- [Page excerpt]

* * * * *

Please also contact Womens Aid and enrole on their Freedom Programme.
You need to spot red flags far sooner.
You need to learn to value yourself.
You need to learn to set boundaries and not let anyone over step them.

NONE OF THIS IS NORMAL!!!
RUN - DON'T WALK.
THE HILLS ARE THAT WAY >>>>>>>>>>>>>>>>>>>>>>>>

cakecakecheese · 16/05/2018 12:54

Why would he even bother changing? He has sex with who he likes and you take him back every time.

Please get out of this now, he doesn't respect you and you deserve so much better.

bitzy12 · 16/05/2018 12:57

No words except leave.....there is nothing right about this man or your relationship. Leave leave leave leave.

Joysmum · 16/05/2018 15:07

He makes sustained efforts to try to cheat and then goes through with it despite knowing what it does to you.

He doesn’t respect you or your feelings so more fool you if you choose to continue to commit to such a relationship.

Helpmeplan · 16/05/2018 15:12

He has shown you who he is. Show him who you are and walk away from this waste of space

Confidential789 · 16/05/2018 15:32

Thank you.

Even though i sound pathetic, people on the outside would describe me as a strong person some how even though i know what is right i listen to the bullshit.... i just don’t want to admit i made a mistake getting involved with someone like that

OP posts:
Confidential789 · 16/05/2018 15:33

I feel like my reality is warped if that makes any sense?

* * * * *

- [Material]
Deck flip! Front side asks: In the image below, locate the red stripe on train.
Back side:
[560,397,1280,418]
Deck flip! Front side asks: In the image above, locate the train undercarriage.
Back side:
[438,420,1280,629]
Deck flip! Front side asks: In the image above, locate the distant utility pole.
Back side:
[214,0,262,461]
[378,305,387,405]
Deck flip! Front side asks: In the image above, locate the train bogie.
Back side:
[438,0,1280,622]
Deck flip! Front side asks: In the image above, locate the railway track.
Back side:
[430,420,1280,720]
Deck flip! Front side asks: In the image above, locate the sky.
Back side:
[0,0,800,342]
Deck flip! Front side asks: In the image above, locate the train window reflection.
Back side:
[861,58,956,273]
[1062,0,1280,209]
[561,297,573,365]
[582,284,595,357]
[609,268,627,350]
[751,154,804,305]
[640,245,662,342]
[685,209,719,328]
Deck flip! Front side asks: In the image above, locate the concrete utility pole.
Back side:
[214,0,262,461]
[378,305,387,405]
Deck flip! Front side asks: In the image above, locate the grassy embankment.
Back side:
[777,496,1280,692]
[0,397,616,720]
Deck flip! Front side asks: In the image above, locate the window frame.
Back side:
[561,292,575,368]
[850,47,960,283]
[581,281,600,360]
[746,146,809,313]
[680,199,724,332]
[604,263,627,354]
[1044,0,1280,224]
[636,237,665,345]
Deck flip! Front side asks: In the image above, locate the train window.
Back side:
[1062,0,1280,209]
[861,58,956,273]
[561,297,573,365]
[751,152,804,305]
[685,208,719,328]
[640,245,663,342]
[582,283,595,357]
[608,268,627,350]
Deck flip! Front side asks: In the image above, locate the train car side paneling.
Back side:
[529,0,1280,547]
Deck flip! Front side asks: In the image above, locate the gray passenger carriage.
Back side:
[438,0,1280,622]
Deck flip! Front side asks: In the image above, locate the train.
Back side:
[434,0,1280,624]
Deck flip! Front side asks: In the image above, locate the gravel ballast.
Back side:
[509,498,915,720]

* * * * *

- [Objective] Shorten the paragraph in the forum thread above that begins "Even though i sound pathetic" to a single sentence that keeps its main points.

- [Result of this exercise] The writer feels pathetic despite seeming strong to others, and keeps listening to the nonsense while knowing what is right, because they don't want to admit that getting involved with someone like that was a mistake.